> [Problems and tasks]
• a. Answer these questions about the methods section, each on its own line:
(i) How many immunocompetent donors gave blood samples?
(ii) Below what anti-HCMV IgG value was a result considered negative?
(iii) What was used as the negative control in the ICS assay?
• b. Write the next part of the methods section, picking up after its last sentence.

> [Excerpted text]
┌────────

Materials and methods
2
Study setting
2.1
For the setup and the comparative evaluation of pp65-IGRA, peripheral blood samples were collected from 76 immunocompetent donors. In addition, blood samples were collected from 9 HCMV-seropositive solid organ transplant recipients (SOTR) before and 3 months after transplantation to test preliminarily pp65-IGRA in this population. PBMCs were obtained from heparin-treated blood by density gradient centrifugation (Lymphoprep, Sentinel Diagnostics, Milan, Italy) and were used to measure antigen-specific T-cell responses by ICS and ELISpot assay. Serum samples were used for HCMV IgG serology. All subjects signed an informed consent form. The study was approved by the local Ethics Committee (Comitato Etico Area Pavia) and institutional review board (Prot. 0003690/2024).
HCMV serology
2.2
For quantifications of anti-HCMV IgG antibody titre in serum, the automated chemiluminescence analyser technology was used (LIASON XL, Italy, DiaSorin). Values lower than 12 mUI/ml were considered negative.
Media and antigens
2.3
To evaluate the HCMV-specific T-cell response, recombinant pp65 protein (Abcam, Cambridge, UK) and pp65 peptide pool (15 mers, overlapping by 10 amino acids, A&A Labs LLC, San Diego, CA) were used at a final concentration of 1 µg/ml. Commercial phytohaemagglutinin (PHA, 5 μg/ml; MO, USA) or SEB (Staphylococcus aureus, Enterotoxin Type B, 10 µg/ml) was used as a positive control in the ELISpot assay and pp65-IGRA whole blood assay. A peptide pool of human actin (15 mers, overlapping by 10 amino acids, Pepscan, Lelystad, the Netherlands) was used as a negative control in the ICS assay at a final concentration of 1 µg/ml. Culture medium was RPMI 1640 (Euroclone, Milano, Italy) supplemented with 2 mM L-glutamine (Euroclone), 100 U/ml penicillin and 100 µg/ml streptomycin solution (Euroclone), and 10% of heat-inactivated fetal bovine serum.

└────────

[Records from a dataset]

┌────────

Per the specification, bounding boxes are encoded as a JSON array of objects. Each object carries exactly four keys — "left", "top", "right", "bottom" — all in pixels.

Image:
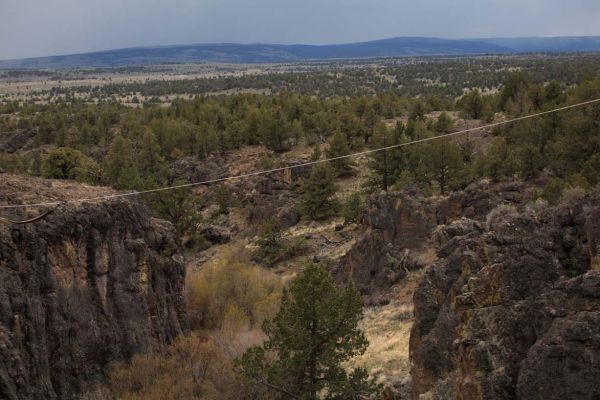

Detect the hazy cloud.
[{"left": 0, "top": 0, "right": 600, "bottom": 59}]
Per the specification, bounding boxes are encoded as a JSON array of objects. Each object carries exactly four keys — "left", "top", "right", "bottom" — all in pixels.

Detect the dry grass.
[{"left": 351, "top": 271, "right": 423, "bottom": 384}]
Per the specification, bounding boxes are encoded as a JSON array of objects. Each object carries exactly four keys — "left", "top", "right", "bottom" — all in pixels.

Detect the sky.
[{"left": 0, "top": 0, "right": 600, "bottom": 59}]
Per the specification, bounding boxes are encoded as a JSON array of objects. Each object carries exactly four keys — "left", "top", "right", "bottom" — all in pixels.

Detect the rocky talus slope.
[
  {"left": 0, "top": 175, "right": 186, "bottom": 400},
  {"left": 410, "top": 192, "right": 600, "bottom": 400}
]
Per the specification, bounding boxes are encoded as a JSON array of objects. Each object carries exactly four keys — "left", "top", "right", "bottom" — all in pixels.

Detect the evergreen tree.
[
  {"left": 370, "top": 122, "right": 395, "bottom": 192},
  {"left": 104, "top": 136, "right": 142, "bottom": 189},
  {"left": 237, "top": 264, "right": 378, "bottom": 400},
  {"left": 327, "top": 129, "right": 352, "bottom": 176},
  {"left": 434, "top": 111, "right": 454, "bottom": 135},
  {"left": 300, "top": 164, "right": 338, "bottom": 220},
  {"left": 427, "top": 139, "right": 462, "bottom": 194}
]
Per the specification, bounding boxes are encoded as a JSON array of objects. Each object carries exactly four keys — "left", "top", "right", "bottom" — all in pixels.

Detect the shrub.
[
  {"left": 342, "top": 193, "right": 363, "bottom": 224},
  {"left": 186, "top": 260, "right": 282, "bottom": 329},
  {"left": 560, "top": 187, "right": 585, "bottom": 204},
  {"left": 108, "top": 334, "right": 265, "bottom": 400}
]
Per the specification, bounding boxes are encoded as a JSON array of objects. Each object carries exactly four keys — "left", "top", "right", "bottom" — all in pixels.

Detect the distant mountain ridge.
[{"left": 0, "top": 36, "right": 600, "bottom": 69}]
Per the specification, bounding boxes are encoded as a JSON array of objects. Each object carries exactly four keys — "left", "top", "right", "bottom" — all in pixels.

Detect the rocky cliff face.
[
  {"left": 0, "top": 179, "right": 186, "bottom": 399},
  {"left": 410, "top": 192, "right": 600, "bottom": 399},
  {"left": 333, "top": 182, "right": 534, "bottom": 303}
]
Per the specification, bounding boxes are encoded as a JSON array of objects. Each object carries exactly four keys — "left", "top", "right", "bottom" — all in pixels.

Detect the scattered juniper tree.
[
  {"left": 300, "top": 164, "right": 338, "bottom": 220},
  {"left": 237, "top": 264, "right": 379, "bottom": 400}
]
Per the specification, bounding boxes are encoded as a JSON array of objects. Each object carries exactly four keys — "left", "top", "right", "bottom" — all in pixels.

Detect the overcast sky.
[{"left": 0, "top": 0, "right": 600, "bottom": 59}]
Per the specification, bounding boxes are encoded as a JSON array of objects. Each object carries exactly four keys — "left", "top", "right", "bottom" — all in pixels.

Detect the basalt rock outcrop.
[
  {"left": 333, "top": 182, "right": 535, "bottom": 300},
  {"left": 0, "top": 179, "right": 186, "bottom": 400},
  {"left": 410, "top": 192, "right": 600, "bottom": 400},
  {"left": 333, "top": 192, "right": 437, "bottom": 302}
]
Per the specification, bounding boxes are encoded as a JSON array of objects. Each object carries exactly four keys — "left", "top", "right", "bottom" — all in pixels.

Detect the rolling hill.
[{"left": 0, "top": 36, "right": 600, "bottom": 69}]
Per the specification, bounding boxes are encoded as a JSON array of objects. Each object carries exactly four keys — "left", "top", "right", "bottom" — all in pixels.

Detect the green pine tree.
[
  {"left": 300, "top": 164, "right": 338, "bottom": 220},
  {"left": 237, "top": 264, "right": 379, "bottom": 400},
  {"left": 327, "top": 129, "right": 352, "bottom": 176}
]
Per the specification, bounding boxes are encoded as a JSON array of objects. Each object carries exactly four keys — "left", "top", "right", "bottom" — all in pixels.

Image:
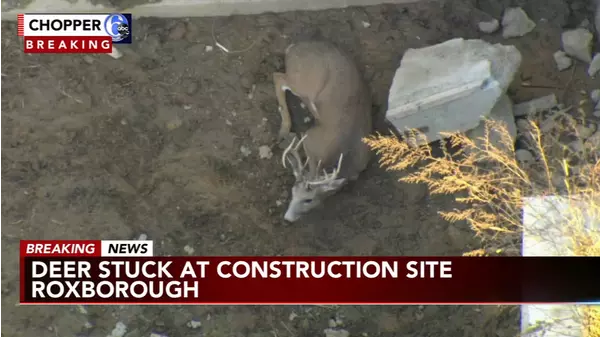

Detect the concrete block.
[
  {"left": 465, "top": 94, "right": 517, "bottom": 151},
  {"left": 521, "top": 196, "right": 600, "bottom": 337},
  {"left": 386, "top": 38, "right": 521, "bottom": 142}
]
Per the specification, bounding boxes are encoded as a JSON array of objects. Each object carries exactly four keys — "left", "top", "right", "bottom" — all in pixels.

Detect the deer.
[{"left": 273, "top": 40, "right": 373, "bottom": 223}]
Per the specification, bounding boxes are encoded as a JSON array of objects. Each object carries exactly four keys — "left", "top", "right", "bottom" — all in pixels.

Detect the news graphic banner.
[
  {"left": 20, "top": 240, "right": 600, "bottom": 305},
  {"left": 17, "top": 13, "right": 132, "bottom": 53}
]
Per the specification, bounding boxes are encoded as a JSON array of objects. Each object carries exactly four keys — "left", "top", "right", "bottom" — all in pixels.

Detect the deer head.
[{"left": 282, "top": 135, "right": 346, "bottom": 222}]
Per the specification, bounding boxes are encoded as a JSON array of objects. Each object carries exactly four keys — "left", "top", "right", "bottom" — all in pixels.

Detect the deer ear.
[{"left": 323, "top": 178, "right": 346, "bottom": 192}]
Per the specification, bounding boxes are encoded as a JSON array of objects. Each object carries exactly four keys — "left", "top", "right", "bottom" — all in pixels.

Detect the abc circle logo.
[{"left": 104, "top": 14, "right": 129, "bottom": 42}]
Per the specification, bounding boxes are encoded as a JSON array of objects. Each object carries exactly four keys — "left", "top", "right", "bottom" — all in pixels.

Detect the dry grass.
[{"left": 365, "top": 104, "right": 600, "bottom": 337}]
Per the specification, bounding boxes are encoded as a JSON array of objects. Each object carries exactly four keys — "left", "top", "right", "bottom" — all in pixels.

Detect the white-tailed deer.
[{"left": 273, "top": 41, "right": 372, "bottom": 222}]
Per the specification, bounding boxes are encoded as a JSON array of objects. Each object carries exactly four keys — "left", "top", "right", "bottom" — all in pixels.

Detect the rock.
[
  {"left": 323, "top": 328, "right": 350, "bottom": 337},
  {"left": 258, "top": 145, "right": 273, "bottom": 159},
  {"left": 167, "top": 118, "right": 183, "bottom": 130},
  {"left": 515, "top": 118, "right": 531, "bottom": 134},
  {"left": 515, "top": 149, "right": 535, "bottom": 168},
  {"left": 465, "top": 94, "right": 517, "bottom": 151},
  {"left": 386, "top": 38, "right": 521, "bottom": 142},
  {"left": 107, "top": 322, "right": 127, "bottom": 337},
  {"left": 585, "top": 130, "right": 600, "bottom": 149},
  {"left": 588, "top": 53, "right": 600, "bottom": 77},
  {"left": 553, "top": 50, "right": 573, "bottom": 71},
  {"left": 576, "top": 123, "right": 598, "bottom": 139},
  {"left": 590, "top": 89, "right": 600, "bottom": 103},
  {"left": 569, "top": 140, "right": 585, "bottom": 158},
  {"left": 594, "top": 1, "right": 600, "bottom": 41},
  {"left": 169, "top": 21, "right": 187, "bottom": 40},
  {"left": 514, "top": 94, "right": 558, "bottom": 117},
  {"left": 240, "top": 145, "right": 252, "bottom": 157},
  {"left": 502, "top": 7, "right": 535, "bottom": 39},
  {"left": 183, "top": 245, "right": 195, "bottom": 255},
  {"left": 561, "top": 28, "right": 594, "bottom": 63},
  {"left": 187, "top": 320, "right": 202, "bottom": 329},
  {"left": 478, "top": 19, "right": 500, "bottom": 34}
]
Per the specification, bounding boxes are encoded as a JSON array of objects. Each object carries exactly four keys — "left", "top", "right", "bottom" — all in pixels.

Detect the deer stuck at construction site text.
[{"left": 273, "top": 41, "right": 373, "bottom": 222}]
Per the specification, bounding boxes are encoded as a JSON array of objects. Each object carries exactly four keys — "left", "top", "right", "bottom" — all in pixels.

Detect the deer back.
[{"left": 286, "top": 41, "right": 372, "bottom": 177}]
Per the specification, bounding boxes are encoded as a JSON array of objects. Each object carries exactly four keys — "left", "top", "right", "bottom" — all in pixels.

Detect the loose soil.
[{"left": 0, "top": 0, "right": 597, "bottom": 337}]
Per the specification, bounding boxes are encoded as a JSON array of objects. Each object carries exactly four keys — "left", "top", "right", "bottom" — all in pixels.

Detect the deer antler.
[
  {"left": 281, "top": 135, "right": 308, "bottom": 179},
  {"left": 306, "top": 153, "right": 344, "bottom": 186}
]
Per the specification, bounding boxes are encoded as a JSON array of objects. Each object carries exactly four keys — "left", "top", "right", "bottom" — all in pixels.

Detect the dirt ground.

└────────

> [Answers to the tasks]
• a.
(i) 76
(ii) 12 mUI/ml
(iii) A peptide pool of human actin (15 mers, overlapping by 10 amino acids) at a final concentration of 1 µg/ml

• b.
Intracellular cytokine staining assay
2.4
In a round-bottom 96-well plate, peripheral blood mononuclear cells (PBMCs) were stimulated for 16h–18h (22, 23) with recombinant pp65 protein, pp65 peptide pool, and peptide pool of human actin in the presence of 0.5 µg/ml co-stimulator molecules, CD28 and CD49d (BD Bioscience, New Jersey, USA), and brefeldin A (Sigma-Aldrich-Merck, Darmstadt, Germany) at a final concentration of 10 µg/ml. Cells were seeded at a density of 0.5–1 × 10^6^ cells/200 µl culture medium per well. Cells were then incubated overnight at 37°C (5% CO_2_). Subsequently, PBMCs were harvested, washed, and stained using CD8 V500, CD3 PerCP-Cy 5.5, and CD4 APC Cy7 (BD Biosciences). After fixation and permeabilization (Fixation/Permeabilization Solution Kit, BD Biosciences), cells were stained with anti–IFN-γ PECy7 (BD Biosciences). Nonviable cells were identified by staining with Live/Dead Fixable Violet Dye Pacific Blue (Invitrogen, MA, USA). Data acquisition was performed with a FACS Lyric flow cytometer using BD FACSuite software (BD Biosciences) (23–25). The frequency of IFN-γ–producing CD4^+^ and CD8^+^ T cells is determined by subtracting the frequency of IFNγ^+^ CD4^+^ or CD8^+^ T cells incubated with human actin peptides from the IFNγ^+^ CD4^+^ or CD8^+^ T cells incubated with recombinant pp65 protein and pp65 peptide pool.
Ex-vivo enzyme-linked immunospot assay
2.5
Antigen-specific T-cell responses were evaluated by IFN-γ detection following recombinant pp65 protein and pp65 peptide pool stimulation in an ELISpot assay as previously described (26). Negative control wells lacked peptides, and positive control wells contained PHA. Spots were counted using an automated ELISpot Reader System (Autoimmun Diagnostika GmbH, Strasburg, Germany). Results were expressed as IFN-γ spot-forming units (SFUs)/10^6^ PBMCs, after subtracting spots from the negative control.
HCMV-specific interferon-gamma-release assays (pp65-IGRA)
2.6
In a 48-well plate, 400 µl of heparinized whole blood were stimulated with the same stimuli used for the ICS assay and maintained overnight at 37°C (5% CO_2_). Unstimulated whole blood was used as a negative control. Subsequently, plasma was harvested and analyzed for IFN-γ [µg/ml ELISA assay, according to manufacturer’s instructions (Quantikine ELISA, R&D Systems, MN, USA)]. The IFN-γ levels of the negative control were subtracted from the unstimulated one.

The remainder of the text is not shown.